Dataset records

----

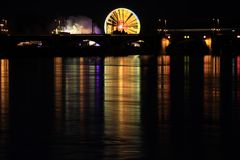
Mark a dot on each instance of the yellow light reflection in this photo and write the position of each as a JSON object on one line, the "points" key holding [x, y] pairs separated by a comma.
{"points": [[4, 86], [164, 87], [58, 89], [122, 97], [58, 82], [212, 88]]}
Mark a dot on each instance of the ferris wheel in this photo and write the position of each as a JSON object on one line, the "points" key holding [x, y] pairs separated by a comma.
{"points": [[122, 20]]}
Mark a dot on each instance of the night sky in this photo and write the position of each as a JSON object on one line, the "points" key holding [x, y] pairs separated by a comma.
{"points": [[35, 16]]}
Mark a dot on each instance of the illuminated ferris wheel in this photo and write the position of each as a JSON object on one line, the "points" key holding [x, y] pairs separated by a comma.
{"points": [[122, 20]]}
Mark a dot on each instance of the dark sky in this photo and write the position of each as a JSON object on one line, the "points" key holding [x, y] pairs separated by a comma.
{"points": [[28, 14]]}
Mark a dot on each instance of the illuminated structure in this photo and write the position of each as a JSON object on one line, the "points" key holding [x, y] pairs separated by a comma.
{"points": [[76, 25], [122, 20], [3, 26], [59, 28]]}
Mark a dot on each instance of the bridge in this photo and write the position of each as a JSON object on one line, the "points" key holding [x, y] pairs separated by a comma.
{"points": [[205, 40], [166, 41]]}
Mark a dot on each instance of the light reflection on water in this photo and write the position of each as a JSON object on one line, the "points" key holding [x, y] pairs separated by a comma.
{"points": [[122, 106], [4, 103], [138, 107]]}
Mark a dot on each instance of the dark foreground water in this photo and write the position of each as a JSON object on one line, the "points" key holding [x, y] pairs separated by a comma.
{"points": [[131, 107]]}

----

Given task
Convert the records into a JSON list of strings, starting with the line containing "Mark a dot on each instance of the illuminated ferris" and continuing through the end of the records, with one string for each line and blank lines omitted.

Final answer
[
  "Mark a dot on each instance of the illuminated ferris wheel in this photo and write the position of each as a JSON object on one line, the \"points\" key holding [x, y] pairs separated by a comma.",
  "{\"points\": [[122, 20]]}",
  "Mark a dot on each instance of the dark sky in this photo and write the position of each as a JSON object on one line, the \"points\" key holding [x, y] pairs separated by a comma.",
  "{\"points\": [[28, 14]]}",
  "Mark a dot on each instance of the illuminated structure in this photo and write the position of each as a JSON object on one line, the \"points\" key holding [x, y] pairs separated by a comma.",
  "{\"points\": [[76, 25], [122, 20], [3, 26], [59, 28]]}",
  "Mark a dot on each instance of the bridge in this photo and write the position of each as a JSON object on one line, the \"points\" key holding [x, y] pairs separated by a comma.",
  "{\"points\": [[205, 40], [166, 41]]}",
  "Mark a dot on each instance of the light reflection on water in this photo and write the position of each as a JSON object on one line, the \"points\" key holding [x, y] pairs separated by a comma.",
  "{\"points\": [[122, 106], [4, 103], [138, 107]]}",
  "Mark a dot on each instance of the dark foreground water in this photo and write the position of each as a JSON object on one line, the \"points\" key holding [x, y] pairs separated by a comma.",
  "{\"points\": [[131, 107]]}"
]